SOURCE:
--- Start ---

What Counts as Real? Speech Restoration and Voice Quality Conversion Pose New Challenges to Deepfake Detection

Authors: Shree Harsha Bokkahalli Satish, Harm Lameris, Joakim Gustafson, Éva Székely

Published: 2026-03-14 17:15:31+00:00

Comment: 5 pages, 4 figures, 3 tables. Submitted to Interspeech 2026

AI Summary

This paper demonstrates that current binary audio anti-spoofing systems misclassify benign transformations, such as voice quality conversion and speech restoration, as spoofed speech, causing high false-positive rates. The authors propose a 4-way classification framework that explicitly disentangles bona fide, processed bona fide, spoofed, and processed spoofed speech. This multi-class approach improves robustness to benign shifts and enhances spoof detection by modeling authenticity more accurately.

Abstract

Audio anti-spoofing systems are typically formulated as binary classifiers distinguishing bona fide from spoofed speech. This assumption fails under layered generative processing, where benign transformations introduce distributional shifts that are misclassified as spoofing. We show that phonation-modifying voice conversion and speech restoration are treated as out-of-distribution despite preserving speaker authenticity. Using a multi-class setup separating bona fide, converted, spoofed, and converted-spoofed speech, we analyse model behaviour through self-supervised learning (SSL) embeddings and acoustic correlates. The benign transformations induce a drift in the SSL space, compressing bona fide and spoofed speech and reducing classifier separability. Reformulating anti-spoofing as a multi-class problem improves robustness to benign shifts while preserving spoof detection, suggesting binary systems model the distribution of raw speech rather than authenticity itself.

--- End ---

RECORDED DATA:
--- Start ---

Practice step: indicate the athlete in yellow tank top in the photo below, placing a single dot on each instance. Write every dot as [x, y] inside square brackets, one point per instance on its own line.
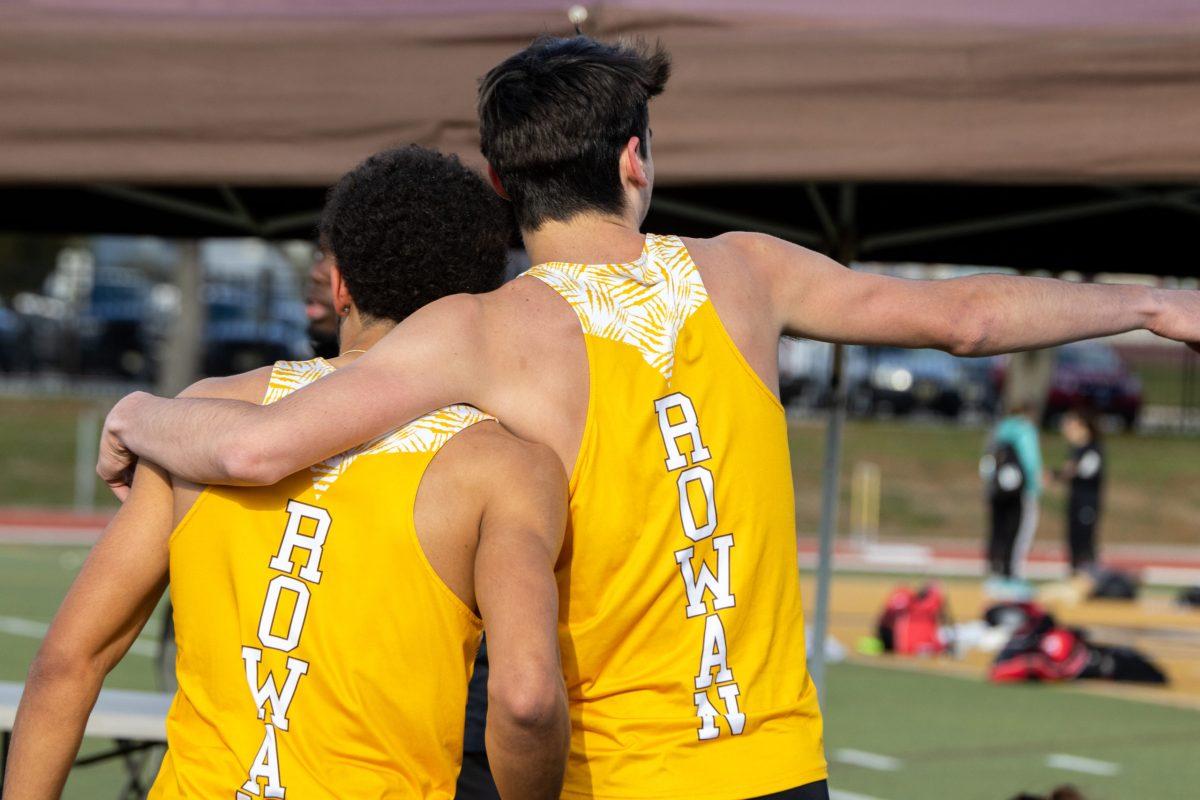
[678, 455]
[327, 625]
[683, 636]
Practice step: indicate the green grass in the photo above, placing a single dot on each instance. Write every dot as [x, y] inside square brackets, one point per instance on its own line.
[33, 582]
[958, 739]
[967, 739]
[37, 446]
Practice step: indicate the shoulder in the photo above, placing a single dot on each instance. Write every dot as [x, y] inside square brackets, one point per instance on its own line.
[505, 461]
[761, 254]
[247, 386]
[503, 473]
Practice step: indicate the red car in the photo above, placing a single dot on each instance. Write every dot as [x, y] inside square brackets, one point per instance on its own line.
[1090, 374]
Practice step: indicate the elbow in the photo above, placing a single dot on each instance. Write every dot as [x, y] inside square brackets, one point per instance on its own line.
[57, 665]
[970, 330]
[533, 703]
[245, 463]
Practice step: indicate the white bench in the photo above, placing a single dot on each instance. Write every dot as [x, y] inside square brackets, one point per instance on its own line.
[135, 721]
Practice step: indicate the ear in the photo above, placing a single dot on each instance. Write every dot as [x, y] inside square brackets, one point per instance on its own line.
[631, 164]
[497, 186]
[339, 290]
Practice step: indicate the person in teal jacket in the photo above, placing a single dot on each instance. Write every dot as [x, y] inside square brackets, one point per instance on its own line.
[1014, 519]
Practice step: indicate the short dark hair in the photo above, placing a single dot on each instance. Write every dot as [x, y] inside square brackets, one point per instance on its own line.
[409, 226]
[555, 118]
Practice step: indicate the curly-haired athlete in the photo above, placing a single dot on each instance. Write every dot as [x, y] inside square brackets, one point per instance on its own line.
[648, 364]
[327, 624]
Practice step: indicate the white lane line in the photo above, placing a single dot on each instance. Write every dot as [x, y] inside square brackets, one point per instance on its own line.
[34, 630]
[1080, 764]
[839, 794]
[868, 761]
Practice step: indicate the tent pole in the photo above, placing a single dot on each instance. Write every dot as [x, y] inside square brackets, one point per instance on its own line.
[831, 471]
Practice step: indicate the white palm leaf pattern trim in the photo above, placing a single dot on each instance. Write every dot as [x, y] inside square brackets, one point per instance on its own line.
[643, 304]
[426, 434]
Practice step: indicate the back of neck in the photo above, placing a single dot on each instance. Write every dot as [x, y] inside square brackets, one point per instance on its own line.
[585, 239]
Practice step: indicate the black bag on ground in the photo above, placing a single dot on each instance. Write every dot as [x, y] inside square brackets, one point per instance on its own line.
[1189, 596]
[1115, 584]
[1006, 476]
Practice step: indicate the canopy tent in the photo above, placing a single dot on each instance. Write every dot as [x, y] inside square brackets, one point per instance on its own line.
[1025, 133]
[955, 124]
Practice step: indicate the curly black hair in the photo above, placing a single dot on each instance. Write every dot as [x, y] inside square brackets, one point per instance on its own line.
[409, 226]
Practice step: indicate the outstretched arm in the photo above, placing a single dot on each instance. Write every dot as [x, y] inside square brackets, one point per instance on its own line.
[429, 361]
[108, 605]
[981, 314]
[521, 533]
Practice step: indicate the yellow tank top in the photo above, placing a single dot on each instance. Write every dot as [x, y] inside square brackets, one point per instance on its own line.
[319, 654]
[681, 626]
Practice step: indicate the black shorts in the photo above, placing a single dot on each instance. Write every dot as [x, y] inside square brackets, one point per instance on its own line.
[819, 791]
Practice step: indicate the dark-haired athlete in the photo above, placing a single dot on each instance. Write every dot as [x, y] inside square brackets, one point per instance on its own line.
[648, 365]
[327, 624]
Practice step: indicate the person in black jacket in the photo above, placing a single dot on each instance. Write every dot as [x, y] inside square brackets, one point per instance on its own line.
[1085, 471]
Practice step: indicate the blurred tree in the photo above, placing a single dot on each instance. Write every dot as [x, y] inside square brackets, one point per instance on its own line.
[25, 262]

--- End ---

EXERCISE SET:
A) Condense the paragraph of the paper page beginning "Audio anti-spoofing systems are typically" into a short bulleted list that keeps its main facts.
B) Please retype everything in the records from the line containing "Practice step: indicate the dark-haired" down to the end of the records, both ends included.

FULL ANSWERS:
A)
- Audio anti-spoofing systems are usually binary classifiers that separate bona fide from spoofed speech.
- This breaks down under layered generative processing, where benign transformations cause distributional shifts that get misclassified as spoofing.
- Phonation-modifying voice conversion and speech restoration are treated as out-of-distribution even though they preserve speaker authenticity.
- A multi-class setup (bona fide, converted, spoofed, converted-spoofed) is used to analyze model behavior through SSL embeddings and acoustic correlates.
- The benign transformations cause drift in the SSL space, which compresses bona fide and spoofed speech and reduces classifier separability.
- Treating anti-spoofing as a multi-class problem improves robustness to benign shifts and keeps spoof detection intact, which suggests binary systems model the distribution of raw speech rather than authenticity.

B)
Practice step: indicate the dark-haired athlete in the photo above, placing a single dot on each instance. Write every dot as [x, y] inside square brackets, one point per instance on its own line.
[648, 365]
[327, 624]
Practice step: indicate the person in black jacket in the photo above, placing a single dot on each instance. Write every dot as [x, y] inside square brackets, one point per instance on its own line.
[1085, 471]
Practice step: indicate the blurred tree in the photo above, placing a single dot on each instance. Write every dot as [x, y] inside square brackets, one point per instance on its own line.
[25, 262]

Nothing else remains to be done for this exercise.